::: DATA SHOWN

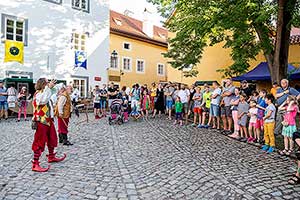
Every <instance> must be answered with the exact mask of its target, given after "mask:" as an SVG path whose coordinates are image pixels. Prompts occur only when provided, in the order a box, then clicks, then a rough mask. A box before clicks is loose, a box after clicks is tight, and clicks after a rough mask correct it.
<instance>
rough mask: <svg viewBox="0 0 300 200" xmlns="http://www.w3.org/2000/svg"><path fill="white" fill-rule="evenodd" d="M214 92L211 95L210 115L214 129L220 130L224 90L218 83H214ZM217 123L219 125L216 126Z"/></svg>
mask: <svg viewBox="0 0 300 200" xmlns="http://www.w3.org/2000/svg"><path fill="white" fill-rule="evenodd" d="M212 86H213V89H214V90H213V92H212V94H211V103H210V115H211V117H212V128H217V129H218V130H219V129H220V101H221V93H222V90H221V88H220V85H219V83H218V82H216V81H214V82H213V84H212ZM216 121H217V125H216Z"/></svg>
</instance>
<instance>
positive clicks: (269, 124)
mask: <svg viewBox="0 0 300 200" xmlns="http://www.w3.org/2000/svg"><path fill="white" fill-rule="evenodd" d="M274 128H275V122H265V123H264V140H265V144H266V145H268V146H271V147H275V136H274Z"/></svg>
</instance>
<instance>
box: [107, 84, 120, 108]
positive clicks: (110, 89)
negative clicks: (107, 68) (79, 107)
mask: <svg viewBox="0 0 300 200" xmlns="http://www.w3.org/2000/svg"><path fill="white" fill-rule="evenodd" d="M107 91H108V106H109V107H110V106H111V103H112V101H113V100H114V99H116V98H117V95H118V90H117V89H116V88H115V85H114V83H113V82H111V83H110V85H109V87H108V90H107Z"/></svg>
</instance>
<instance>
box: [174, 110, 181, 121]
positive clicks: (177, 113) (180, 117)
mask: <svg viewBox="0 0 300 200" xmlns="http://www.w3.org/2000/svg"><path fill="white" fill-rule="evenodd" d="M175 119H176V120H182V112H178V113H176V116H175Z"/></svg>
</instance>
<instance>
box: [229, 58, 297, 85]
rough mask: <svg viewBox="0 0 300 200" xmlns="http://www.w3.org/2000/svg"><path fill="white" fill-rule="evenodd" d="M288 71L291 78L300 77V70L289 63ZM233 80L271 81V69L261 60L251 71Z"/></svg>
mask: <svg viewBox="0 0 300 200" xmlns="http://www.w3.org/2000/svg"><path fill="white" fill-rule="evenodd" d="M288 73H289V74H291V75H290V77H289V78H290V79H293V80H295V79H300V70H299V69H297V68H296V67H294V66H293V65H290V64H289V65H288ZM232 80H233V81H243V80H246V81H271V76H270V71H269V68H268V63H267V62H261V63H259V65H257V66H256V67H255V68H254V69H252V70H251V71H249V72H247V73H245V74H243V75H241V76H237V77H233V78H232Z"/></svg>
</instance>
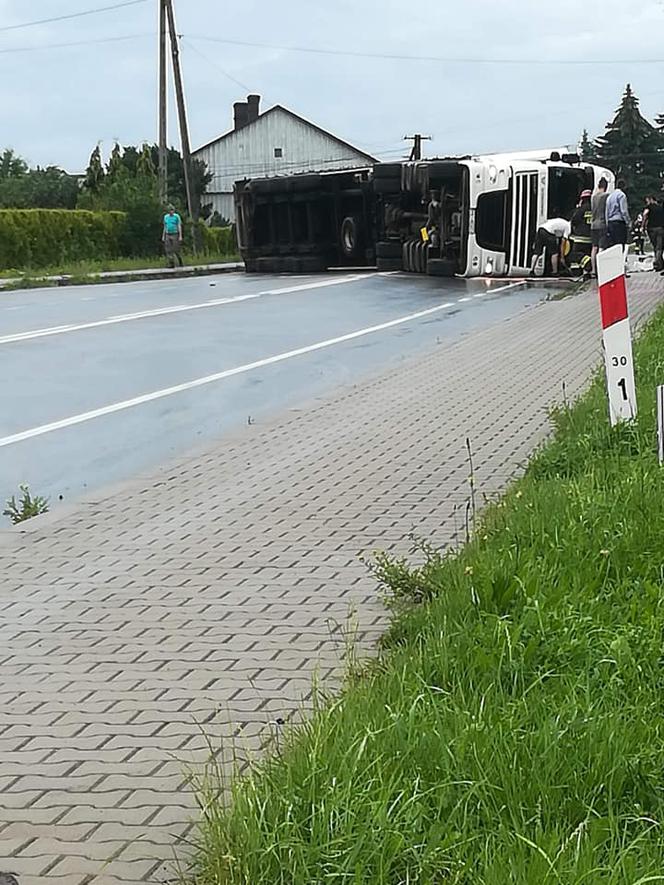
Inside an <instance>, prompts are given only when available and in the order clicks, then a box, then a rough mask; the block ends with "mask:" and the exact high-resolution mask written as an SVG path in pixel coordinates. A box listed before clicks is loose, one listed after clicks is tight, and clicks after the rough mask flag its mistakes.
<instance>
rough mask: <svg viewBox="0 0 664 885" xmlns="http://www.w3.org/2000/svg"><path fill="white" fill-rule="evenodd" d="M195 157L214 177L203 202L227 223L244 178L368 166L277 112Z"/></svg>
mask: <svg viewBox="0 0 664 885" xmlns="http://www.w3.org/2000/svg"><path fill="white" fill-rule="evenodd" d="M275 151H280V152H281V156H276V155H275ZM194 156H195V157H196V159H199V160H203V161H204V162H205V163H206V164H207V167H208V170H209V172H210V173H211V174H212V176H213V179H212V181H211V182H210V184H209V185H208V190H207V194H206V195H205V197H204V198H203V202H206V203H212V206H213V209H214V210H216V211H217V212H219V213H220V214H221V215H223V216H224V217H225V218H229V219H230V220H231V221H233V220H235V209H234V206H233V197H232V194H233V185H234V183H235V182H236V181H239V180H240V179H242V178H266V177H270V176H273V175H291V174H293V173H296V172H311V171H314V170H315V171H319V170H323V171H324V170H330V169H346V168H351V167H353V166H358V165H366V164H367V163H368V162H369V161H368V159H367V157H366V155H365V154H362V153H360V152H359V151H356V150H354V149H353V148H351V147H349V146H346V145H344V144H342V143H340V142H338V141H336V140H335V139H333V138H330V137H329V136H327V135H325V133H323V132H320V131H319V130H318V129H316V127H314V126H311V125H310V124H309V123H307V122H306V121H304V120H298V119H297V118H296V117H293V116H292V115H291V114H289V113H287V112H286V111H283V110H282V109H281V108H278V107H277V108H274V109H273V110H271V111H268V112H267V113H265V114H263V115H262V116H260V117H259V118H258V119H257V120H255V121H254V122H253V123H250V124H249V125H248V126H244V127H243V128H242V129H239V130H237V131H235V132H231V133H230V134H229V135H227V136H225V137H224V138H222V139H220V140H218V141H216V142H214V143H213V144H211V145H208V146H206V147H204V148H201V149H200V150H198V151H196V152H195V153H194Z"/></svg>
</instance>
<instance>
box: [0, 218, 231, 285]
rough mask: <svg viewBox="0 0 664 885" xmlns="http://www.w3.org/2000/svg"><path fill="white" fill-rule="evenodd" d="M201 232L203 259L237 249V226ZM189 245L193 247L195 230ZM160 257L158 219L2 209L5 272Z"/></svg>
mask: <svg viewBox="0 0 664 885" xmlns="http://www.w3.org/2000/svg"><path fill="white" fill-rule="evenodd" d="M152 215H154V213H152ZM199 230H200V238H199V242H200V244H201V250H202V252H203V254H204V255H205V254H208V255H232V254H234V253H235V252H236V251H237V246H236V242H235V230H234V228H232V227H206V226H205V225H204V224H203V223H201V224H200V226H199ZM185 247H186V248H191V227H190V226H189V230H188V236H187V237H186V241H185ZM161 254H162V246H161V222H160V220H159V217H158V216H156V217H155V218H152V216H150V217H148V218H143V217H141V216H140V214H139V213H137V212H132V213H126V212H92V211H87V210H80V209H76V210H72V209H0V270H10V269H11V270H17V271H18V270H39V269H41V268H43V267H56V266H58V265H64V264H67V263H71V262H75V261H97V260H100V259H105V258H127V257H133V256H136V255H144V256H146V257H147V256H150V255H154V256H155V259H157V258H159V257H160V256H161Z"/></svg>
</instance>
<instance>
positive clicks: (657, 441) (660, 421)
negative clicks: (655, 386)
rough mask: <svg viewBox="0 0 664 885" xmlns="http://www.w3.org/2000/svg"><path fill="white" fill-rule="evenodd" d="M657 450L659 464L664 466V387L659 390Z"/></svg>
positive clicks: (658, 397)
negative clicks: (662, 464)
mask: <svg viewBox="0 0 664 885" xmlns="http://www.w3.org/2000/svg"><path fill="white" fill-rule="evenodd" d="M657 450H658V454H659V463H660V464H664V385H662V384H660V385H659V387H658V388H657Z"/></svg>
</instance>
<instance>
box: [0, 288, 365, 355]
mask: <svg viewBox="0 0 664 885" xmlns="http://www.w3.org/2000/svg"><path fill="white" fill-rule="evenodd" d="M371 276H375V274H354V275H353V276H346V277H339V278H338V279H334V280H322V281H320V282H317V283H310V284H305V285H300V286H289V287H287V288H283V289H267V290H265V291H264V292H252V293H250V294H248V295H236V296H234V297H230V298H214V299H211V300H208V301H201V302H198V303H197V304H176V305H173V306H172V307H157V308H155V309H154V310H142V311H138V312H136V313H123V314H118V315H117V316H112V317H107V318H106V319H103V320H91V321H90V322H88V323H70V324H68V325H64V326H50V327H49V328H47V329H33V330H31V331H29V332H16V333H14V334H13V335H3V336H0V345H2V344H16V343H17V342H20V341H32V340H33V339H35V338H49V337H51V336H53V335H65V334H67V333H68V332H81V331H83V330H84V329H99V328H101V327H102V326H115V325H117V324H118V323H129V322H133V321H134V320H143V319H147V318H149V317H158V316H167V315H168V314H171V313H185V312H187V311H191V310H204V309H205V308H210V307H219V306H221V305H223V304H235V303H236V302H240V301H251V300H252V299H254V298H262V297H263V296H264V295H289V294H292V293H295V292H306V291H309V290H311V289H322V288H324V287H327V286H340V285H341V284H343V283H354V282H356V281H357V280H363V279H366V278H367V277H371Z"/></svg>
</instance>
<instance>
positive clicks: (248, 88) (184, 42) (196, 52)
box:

::::::

» **TO-DO ITEM**
Please extract every line of the records above that contains the string "rough".

» **REPLY**
Every <instance> must be answered with the exact mask of its target, given after "mask:" as an SVG path whose coordinates are image pixels. Prompts occur only when provided, in the order a box, then clicks, then a rough mask. A box before clicks is loose, a box after clicks is tight, and clicks after a rough mask correct it.
rough mask: <svg viewBox="0 0 300 200" xmlns="http://www.w3.org/2000/svg"><path fill="white" fill-rule="evenodd" d="M214 92L211 95L210 115L214 129L220 130L224 90L218 83H214ZM217 123L219 125L216 126Z"/></svg>
rough mask: <svg viewBox="0 0 300 200" xmlns="http://www.w3.org/2000/svg"><path fill="white" fill-rule="evenodd" d="M288 71L291 78L300 77V70L289 63ZM233 80L271 81V69L261 60L251 71Z"/></svg>
Inside an <instance>, prompts are given only when available and in the order clicks, then a box, then a rough mask; the block ends with "mask:" and the exact high-resolution mask written as an SVG path in pixel coordinates. A box listed before clicks is loose, one listed after clicks is tight, and clicks after the rough mask flag its mistakes.
rough mask: <svg viewBox="0 0 664 885" xmlns="http://www.w3.org/2000/svg"><path fill="white" fill-rule="evenodd" d="M195 157L214 177L203 202L227 223L244 178L368 166L277 112Z"/></svg>
rough mask: <svg viewBox="0 0 664 885" xmlns="http://www.w3.org/2000/svg"><path fill="white" fill-rule="evenodd" d="M201 232L203 259L237 249V226ZM189 245L193 247L195 230ZM160 257L158 219L2 209L5 272Z"/></svg>
rough mask: <svg viewBox="0 0 664 885" xmlns="http://www.w3.org/2000/svg"><path fill="white" fill-rule="evenodd" d="M657 450L659 464L664 466V387L659 390Z"/></svg>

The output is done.